**Activity:**
A verbatim reproduction of every entry is the expected answer.

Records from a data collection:
◆ ◆ ◆ ◆ ◆

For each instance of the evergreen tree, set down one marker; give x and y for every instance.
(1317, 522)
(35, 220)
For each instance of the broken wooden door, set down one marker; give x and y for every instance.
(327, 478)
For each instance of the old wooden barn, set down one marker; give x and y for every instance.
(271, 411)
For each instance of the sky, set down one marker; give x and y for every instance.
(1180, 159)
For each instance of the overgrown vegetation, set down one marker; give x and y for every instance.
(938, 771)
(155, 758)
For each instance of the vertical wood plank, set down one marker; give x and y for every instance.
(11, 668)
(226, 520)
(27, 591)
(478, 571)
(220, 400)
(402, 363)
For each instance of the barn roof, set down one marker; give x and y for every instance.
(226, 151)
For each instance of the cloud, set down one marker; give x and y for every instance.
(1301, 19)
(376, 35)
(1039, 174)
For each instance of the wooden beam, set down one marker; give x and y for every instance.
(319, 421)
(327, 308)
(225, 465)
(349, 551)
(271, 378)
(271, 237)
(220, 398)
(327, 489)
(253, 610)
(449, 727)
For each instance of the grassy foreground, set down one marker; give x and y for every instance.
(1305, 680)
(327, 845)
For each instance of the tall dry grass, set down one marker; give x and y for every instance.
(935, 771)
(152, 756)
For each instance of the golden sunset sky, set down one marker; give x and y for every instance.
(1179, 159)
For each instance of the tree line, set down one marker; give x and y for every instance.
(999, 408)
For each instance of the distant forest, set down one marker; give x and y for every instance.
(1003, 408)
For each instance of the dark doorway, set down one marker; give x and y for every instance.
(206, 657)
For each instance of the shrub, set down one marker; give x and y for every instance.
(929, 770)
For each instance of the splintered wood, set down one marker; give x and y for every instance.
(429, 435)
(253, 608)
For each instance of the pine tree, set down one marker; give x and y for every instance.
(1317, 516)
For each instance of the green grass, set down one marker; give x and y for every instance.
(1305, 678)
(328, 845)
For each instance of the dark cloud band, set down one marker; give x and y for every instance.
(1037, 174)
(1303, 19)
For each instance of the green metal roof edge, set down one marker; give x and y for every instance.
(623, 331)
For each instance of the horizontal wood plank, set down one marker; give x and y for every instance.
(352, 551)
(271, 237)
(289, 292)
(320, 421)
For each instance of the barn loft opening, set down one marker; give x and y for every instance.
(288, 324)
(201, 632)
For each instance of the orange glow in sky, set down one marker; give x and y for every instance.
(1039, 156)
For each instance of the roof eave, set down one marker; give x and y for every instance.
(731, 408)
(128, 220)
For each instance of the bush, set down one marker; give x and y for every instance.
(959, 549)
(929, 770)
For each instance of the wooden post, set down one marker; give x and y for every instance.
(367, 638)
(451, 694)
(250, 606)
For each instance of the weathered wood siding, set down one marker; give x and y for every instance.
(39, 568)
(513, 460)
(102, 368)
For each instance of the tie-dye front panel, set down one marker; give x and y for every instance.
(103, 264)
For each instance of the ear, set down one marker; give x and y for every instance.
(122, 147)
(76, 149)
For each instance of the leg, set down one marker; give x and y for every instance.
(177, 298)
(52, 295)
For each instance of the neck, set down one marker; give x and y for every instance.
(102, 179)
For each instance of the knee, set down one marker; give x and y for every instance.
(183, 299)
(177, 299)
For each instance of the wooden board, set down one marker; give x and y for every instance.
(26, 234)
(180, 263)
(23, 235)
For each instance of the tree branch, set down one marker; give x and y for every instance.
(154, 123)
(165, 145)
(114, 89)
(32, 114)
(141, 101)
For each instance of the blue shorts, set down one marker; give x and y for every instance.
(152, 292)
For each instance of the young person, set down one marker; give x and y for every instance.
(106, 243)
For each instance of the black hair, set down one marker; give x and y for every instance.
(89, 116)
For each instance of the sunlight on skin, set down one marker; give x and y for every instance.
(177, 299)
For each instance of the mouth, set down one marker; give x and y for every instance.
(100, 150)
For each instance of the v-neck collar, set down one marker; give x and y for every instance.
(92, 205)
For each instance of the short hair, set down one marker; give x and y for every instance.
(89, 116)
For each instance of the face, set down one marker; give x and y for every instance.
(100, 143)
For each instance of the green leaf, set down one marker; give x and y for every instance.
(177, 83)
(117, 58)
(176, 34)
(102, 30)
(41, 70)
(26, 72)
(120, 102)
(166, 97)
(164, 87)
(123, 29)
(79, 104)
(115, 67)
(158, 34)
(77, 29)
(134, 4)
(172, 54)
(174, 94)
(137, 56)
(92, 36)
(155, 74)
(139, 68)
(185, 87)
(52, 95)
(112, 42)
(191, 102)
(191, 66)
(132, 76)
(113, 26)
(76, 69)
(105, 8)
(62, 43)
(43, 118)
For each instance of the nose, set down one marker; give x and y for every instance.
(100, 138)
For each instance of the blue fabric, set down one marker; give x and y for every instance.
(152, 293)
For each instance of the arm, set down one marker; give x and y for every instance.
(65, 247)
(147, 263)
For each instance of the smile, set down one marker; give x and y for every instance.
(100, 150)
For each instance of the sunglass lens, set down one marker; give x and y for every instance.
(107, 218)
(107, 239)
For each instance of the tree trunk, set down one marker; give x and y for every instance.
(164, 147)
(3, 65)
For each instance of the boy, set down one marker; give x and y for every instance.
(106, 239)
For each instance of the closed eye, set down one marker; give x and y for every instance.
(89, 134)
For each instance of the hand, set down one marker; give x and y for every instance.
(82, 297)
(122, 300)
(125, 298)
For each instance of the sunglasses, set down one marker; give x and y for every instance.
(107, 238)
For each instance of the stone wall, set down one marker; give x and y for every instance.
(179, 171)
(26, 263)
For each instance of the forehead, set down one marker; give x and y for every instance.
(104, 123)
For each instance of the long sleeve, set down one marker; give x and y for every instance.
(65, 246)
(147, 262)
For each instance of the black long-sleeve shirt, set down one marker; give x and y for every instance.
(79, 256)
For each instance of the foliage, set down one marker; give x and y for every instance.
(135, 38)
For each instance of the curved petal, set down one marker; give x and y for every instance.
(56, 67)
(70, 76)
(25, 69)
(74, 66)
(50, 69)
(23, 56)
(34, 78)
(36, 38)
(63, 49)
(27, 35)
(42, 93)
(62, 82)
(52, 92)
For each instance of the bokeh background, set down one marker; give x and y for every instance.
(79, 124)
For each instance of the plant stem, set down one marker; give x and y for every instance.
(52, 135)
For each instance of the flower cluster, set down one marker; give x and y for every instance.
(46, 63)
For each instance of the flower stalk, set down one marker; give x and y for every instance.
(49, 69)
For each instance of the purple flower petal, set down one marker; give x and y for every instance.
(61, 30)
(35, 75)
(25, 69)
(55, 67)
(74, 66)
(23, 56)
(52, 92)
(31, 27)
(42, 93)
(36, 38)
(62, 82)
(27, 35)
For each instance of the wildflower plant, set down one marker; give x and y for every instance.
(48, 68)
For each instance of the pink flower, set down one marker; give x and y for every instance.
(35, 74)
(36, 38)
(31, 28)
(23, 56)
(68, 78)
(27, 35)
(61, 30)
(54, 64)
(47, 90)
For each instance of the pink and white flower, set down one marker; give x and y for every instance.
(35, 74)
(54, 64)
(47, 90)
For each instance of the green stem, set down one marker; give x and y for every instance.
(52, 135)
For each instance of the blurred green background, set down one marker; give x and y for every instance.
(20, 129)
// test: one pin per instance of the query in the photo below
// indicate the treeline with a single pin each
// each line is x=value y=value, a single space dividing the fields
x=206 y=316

◆ ◆ ◆ ◆ ◆

**Task result:**
For each instance of the evergreen tree, set down one marker; give x and y for every instance.
(1317, 522)
(35, 220)
For each instance of the broken wooden door, set down one marker; give x and y for every instance.
(327, 478)
For each instance of the old wooden barn, set down one marker; give x and y for every instance.
(271, 411)
For each instance of the sky, set down one marker; give x and y for every instance.
(1180, 159)
For each instance of the overgrown vegetation, set down one marker; give x and y for every instance.
(938, 771)
(155, 758)
For each instance of the vertical wood plank, set down one marker; give x and y for every instance.
(11, 668)
(226, 520)
(27, 591)
(478, 571)
(220, 400)
(402, 363)
For each instance of the barn roof, set down one marker; give x and y for every instance.
(226, 151)
For each instance of the cloud, set down one marker; give x and y for every instance.
(1301, 19)
(376, 35)
(1039, 174)
For each instance of the wooden beam, set down one marker; give x and y for every instance.
(319, 421)
(327, 308)
(225, 465)
(349, 551)
(271, 378)
(271, 237)
(220, 398)
(327, 489)
(253, 610)
(449, 727)
For each instance of the grassy foreground, set down one marker; give x and y for every instance.
(1305, 680)
(327, 845)
For each instance of the tall dry grass, set down one marker; give x and y for every instance.
(935, 771)
(152, 756)
For each instance of the golden sunset sky, set down one marker; give x and y for every instance.
(1179, 159)
For each instance of the tree line, set down one marker; give x and y for every instance.
(999, 408)
For each instance of the distant forest, set down one marker; give x and y for every instance.
(1003, 408)
For each instance of the dark doorway, set down one marker; give x and y for every instance.
(206, 657)
For each instance of the shrub, set down one marker; give x and y for every instance.
(929, 770)
For each instance of the splintered wood, set down one marker; give x and y for every instance.
(429, 435)
(253, 608)
For each instance of the pine tree, set down one marker; give x and y for every instance.
(1317, 516)
For each instance of the green grass, set down one marker; give x and y for every instance.
(1305, 678)
(328, 845)
For each instance of the dark cloud band, set down one marker; give x and y for every instance.
(1037, 174)
(1303, 19)
For each instance of the green metal roof edge, set down one marker; give x and y for every instance.
(623, 331)
For each instance of the horizontal wood plank, set down one marker; give x and y for every instance.
(352, 551)
(271, 237)
(289, 292)
(320, 421)
For each instance of the barn loft opening, set down one marker; give x and y for every instance.
(288, 324)
(201, 632)
For each instance of the orange glow in sky, set down one marker; give x and y for every instance.
(1039, 156)
For each instance of the roof eave, set down one marker; give x and y for every instance.
(731, 408)
(128, 220)
For each instance of the bush, set down one marker; give x and y for every instance.
(959, 549)
(929, 770)
For each instance of the wooden post, set down one marker; give x and y for every instance.
(367, 638)
(451, 694)
(250, 606)
For each instance of the weathered wood siding, set down one marker; give x and y for every instance.
(39, 568)
(513, 460)
(102, 368)
For each instance of the tie-dye front panel, set down one marker; give x and y for every instance.
(103, 264)
For each instance of the ear, set down one marker; give x and y for every instance.
(122, 147)
(76, 149)
For each instance of the leg, set down one marker; give x and y for every instance.
(177, 298)
(52, 295)
For each instance of the neck, set down one marker; give x and y for every instance.
(102, 179)
For each instance of the knee, set down one marker; give x and y for every instance.
(183, 299)
(177, 299)
For each instance of the wooden board, set down one marker; give x and y for every instance.
(26, 234)
(180, 263)
(23, 235)
For each instance of the tree branch, set down one marker; give x and y for every instance.
(154, 123)
(165, 145)
(114, 89)
(32, 114)
(141, 101)
For each instance of the blue shorts, set down one marker; give x and y for every instance.
(152, 292)
For each instance of the young person, set down one marker; give x and y for every instance.
(106, 243)
For each instance of the black hair, set down one marker; give x and y for every instance.
(89, 116)
For each instance of the sunlight on skin, set down one marker; give x and y for every instance.
(177, 299)
For each instance of the mouth, set down one marker; give x and y for every instance.
(100, 150)
For each instance of the v-neck collar, set down one marker; give x and y for every instance.
(92, 205)
For each instance of the short hair, set down one marker; give x and y for every instance.
(89, 116)
For each instance of the face, set down one marker; give x and y for every instance.
(100, 143)
For each instance of the green leaf, set down one marker; give x and y for every instance.
(177, 83)
(117, 58)
(176, 34)
(102, 30)
(41, 70)
(26, 72)
(120, 102)
(166, 97)
(164, 87)
(123, 29)
(79, 104)
(115, 67)
(158, 34)
(77, 29)
(134, 4)
(172, 54)
(174, 94)
(137, 56)
(92, 36)
(155, 74)
(139, 68)
(185, 87)
(52, 95)
(112, 42)
(191, 102)
(191, 66)
(132, 76)
(113, 26)
(76, 69)
(105, 8)
(62, 43)
(43, 118)
For each instance of the nose, set down one marker; give x and y for every instance.
(100, 138)
For each instance of the blue fabric, set down one marker; give x and y for every instance.
(152, 293)
For each instance of the arm, set down one marker; give x and y for every instance.
(65, 247)
(147, 263)
For each instance of the smile, set down one marker; give x and y for every instance.
(100, 150)
For each instance of the sunglass lens, set down one marker; give x and y for every instance.
(107, 218)
(107, 239)
For each instance of the tree trunk, set down one marker; give x and y for every instance.
(164, 147)
(3, 65)
For each instance of the boy, set down one marker; give x and y for every instance.
(106, 239)
For each instance of the closed eye, set down one marker; give x and y for every instance.
(89, 134)
For each instance of the hand, set down one marker; give x and y for every instance.
(82, 297)
(122, 300)
(125, 298)
For each instance of the sunglasses, set down one marker; give x and y for every instance.
(107, 238)
For each instance of the stone wall, set down one marker; give x and y for every instance.
(179, 171)
(26, 263)
For each instance of the forehead, set down one marker; give x and y for every instance.
(104, 123)
For each instance of the long sleeve, set down one marker; give x and y for every instance.
(65, 246)
(147, 262)
For each instance of the black long-sleeve shirt, set down one marker; give x and y for every instance.
(79, 256)
For each instance of the foliage, set down one marker; give x and y for every instance.
(135, 38)
For each instance of the curved petal, set down one marker; give x and y for every instance.
(56, 67)
(70, 76)
(25, 69)
(74, 66)
(50, 69)
(23, 56)
(34, 78)
(36, 38)
(63, 49)
(27, 35)
(42, 93)
(62, 82)
(52, 92)
For each instance of the bokeh background, set down one marker; give x and y for every instance.
(79, 124)
For each instance of the plant stem, set down one marker; give x and y for every instance.
(52, 135)
For each instance of the flower cluster, set down one marker; give x and y for every instance.
(46, 63)
For each instance of the flower stalk, set down one marker; give x and y for every instance.
(49, 69)
For each instance of the purple flower petal, set down one marker; give x and y for every instance.
(61, 30)
(35, 75)
(25, 69)
(55, 67)
(74, 66)
(23, 56)
(52, 92)
(31, 27)
(42, 93)
(36, 38)
(62, 82)
(27, 35)
For each instance of the wildflower plant, set down one marker; give x and y for every instance.
(48, 68)
For each instance of the pink flower, set down one marker; give x and y for every instance.
(35, 74)
(36, 38)
(31, 28)
(23, 56)
(68, 78)
(27, 35)
(61, 30)
(54, 64)
(47, 90)
For each instance of the pink and white flower, set down one marker; give x and y for every instance.
(35, 74)
(54, 64)
(47, 90)
For each instance of the green stem, set down one marker; give x and y for every instance.
(52, 135)
For each instance of the blurred green background, set down one marker; give x and y for every instance.
(20, 129)
// test: one pin per instance of the query in the photo below
// indicate the treeline with a single pin each
// each line is x=value y=value, a single space dividing the fields
x=206 y=316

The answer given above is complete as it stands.